►

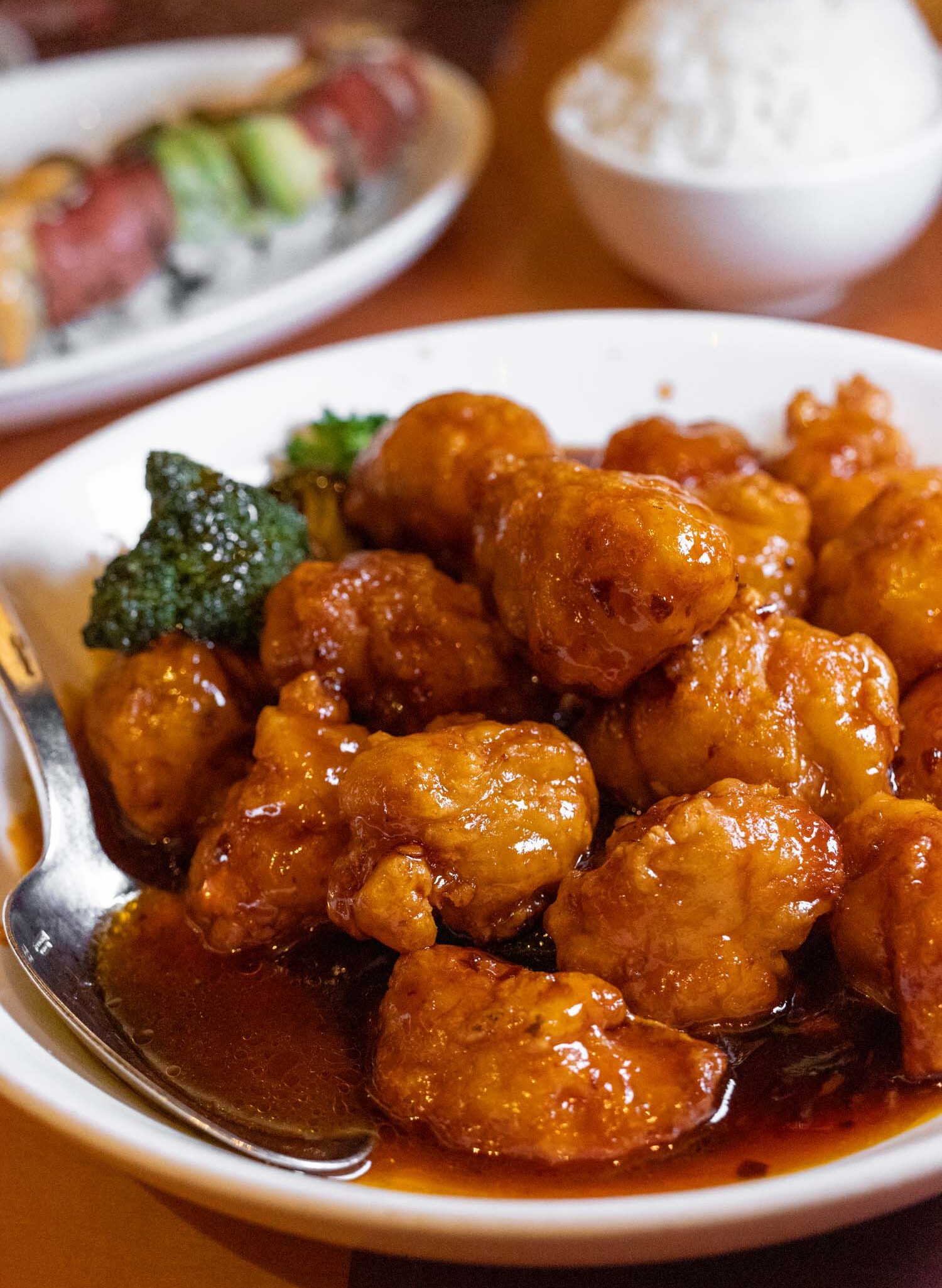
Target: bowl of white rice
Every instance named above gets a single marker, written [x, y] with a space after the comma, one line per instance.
[755, 155]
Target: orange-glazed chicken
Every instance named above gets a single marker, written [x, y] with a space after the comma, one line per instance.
[841, 454]
[769, 523]
[259, 875]
[398, 639]
[419, 484]
[761, 697]
[173, 729]
[919, 764]
[690, 455]
[698, 900]
[888, 926]
[598, 575]
[884, 575]
[553, 1068]
[477, 821]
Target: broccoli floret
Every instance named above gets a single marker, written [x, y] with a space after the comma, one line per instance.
[205, 562]
[332, 444]
[320, 498]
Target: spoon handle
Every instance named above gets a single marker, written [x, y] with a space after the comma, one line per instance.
[40, 731]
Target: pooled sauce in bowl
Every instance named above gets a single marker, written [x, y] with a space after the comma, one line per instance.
[289, 1040]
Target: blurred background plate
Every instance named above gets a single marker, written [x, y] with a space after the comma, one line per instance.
[85, 104]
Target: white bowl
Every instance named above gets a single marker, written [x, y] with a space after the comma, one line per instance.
[787, 243]
[585, 373]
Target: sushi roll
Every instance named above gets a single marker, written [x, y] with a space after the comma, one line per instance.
[76, 239]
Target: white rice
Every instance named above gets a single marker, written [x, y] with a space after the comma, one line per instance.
[757, 83]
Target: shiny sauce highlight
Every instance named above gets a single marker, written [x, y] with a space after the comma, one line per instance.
[289, 1039]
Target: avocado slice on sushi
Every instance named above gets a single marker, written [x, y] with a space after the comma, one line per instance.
[207, 188]
[287, 170]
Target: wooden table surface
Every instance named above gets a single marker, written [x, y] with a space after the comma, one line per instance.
[517, 246]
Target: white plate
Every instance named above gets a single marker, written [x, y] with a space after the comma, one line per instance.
[586, 374]
[85, 104]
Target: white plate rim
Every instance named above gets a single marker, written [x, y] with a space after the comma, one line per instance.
[515, 1231]
[102, 374]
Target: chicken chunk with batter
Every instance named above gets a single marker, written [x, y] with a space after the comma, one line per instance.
[173, 729]
[497, 1059]
[883, 575]
[761, 697]
[835, 445]
[598, 575]
[259, 875]
[398, 639]
[689, 455]
[696, 903]
[769, 523]
[919, 764]
[478, 822]
[417, 486]
[887, 931]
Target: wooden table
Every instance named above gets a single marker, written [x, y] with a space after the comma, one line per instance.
[517, 246]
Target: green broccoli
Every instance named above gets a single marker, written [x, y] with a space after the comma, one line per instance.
[205, 562]
[332, 444]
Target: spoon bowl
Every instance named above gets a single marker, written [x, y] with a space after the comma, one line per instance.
[55, 915]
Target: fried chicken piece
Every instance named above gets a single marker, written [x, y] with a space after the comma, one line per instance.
[478, 821]
[259, 875]
[884, 575]
[769, 522]
[398, 639]
[499, 1059]
[698, 900]
[598, 575]
[417, 486]
[834, 444]
[919, 764]
[690, 455]
[769, 525]
[887, 929]
[173, 729]
[761, 697]
[840, 501]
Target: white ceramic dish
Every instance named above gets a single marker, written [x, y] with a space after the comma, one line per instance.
[85, 104]
[586, 374]
[787, 243]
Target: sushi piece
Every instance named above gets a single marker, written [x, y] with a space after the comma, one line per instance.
[76, 239]
[97, 250]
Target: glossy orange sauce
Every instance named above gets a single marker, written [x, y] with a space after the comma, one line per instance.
[289, 1040]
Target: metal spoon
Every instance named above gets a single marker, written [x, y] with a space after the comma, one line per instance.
[51, 919]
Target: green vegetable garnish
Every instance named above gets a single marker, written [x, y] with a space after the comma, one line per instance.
[332, 444]
[205, 562]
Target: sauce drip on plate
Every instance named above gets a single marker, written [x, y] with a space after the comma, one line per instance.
[289, 1040]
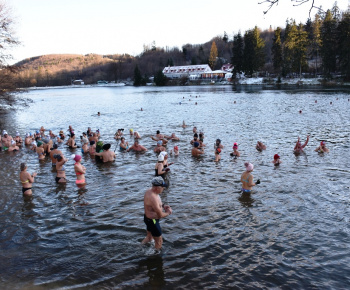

◄

§ **TASK REQUIREMENTS**
For the string "white", find every line of the material that contains it, and copy each one.

§ **TASK SOLUTION**
Target: bowl of white rice
Target: white bowl
Target: white rice
Target: white plate
Target: white plate rim
Target: white ceramic dish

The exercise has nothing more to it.